──────── Supplied entries

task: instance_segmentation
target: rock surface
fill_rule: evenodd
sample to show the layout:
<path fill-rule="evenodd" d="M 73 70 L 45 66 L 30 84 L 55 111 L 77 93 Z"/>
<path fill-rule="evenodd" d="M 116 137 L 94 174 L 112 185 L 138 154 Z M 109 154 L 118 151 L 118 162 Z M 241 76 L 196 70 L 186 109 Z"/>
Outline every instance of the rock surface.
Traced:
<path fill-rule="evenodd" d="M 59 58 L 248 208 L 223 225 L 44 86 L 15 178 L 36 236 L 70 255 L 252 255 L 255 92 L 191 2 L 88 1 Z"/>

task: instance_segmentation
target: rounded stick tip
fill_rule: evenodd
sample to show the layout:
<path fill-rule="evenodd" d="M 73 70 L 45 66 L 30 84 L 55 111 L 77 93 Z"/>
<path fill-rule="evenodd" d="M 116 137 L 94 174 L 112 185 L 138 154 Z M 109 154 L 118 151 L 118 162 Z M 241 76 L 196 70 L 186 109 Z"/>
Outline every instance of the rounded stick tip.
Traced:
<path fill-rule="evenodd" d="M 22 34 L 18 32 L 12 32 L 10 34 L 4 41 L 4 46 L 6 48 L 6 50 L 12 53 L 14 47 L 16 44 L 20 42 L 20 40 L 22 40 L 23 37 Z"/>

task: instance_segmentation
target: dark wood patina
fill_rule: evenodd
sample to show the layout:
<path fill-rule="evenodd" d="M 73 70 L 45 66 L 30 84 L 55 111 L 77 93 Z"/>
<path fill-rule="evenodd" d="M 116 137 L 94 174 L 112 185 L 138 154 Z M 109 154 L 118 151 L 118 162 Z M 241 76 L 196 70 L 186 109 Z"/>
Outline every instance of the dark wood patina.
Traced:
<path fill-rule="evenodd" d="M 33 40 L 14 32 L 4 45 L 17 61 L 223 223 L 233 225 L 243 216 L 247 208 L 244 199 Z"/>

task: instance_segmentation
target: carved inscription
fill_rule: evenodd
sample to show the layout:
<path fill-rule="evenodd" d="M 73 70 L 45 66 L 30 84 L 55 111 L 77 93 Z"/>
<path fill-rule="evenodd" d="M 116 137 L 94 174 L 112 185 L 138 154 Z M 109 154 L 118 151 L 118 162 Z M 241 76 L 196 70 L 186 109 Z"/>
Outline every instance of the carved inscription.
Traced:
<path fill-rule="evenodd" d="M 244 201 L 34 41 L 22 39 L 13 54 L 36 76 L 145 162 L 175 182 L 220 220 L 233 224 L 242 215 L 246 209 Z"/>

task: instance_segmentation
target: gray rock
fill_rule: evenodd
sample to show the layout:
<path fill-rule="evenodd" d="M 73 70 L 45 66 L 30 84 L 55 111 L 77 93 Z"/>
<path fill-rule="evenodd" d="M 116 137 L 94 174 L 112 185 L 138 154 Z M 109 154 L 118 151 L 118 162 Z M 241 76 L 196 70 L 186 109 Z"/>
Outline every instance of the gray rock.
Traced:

────────────────

◆ Exercise objective ◆
Rewrite the listing as a numbered list with blank lines omitted, starting with its first line and going on through the line that contains "22 34 L 18 32", both ends included.

◆ The solution ◆
1. task: instance_segmentation
2. target: rock surface
3. fill_rule: evenodd
4. sample to show the layout:
5. <path fill-rule="evenodd" d="M 73 70 L 45 66 L 30 84 L 55 111 L 77 93 Z"/>
6. <path fill-rule="evenodd" d="M 116 137 L 94 174 L 112 185 L 138 154 Z M 109 154 L 118 151 L 118 162 Z M 241 76 L 196 70 L 186 109 Z"/>
7. Outline every instance of the rock surface.
8. Traced:
9. <path fill-rule="evenodd" d="M 59 58 L 248 208 L 223 225 L 44 86 L 15 178 L 36 236 L 70 255 L 252 255 L 255 92 L 191 2 L 88 1 Z"/>
10. task: instance_segmentation
11. target: rounded stick tip
12. fill_rule: evenodd
13. sample to show the layout:
14. <path fill-rule="evenodd" d="M 73 70 L 45 66 L 30 84 L 55 111 L 77 93 Z"/>
15. <path fill-rule="evenodd" d="M 116 137 L 94 174 L 112 185 L 138 154 Z M 109 154 L 118 151 L 118 162 Z M 241 76 L 196 70 L 186 109 Z"/>
16. Outline every instance of the rounded stick tip.
17. Traced:
18. <path fill-rule="evenodd" d="M 22 34 L 18 32 L 12 32 L 10 34 L 4 41 L 4 46 L 6 48 L 6 50 L 12 53 L 14 47 L 16 44 L 20 42 L 20 40 L 22 40 L 23 37 Z"/>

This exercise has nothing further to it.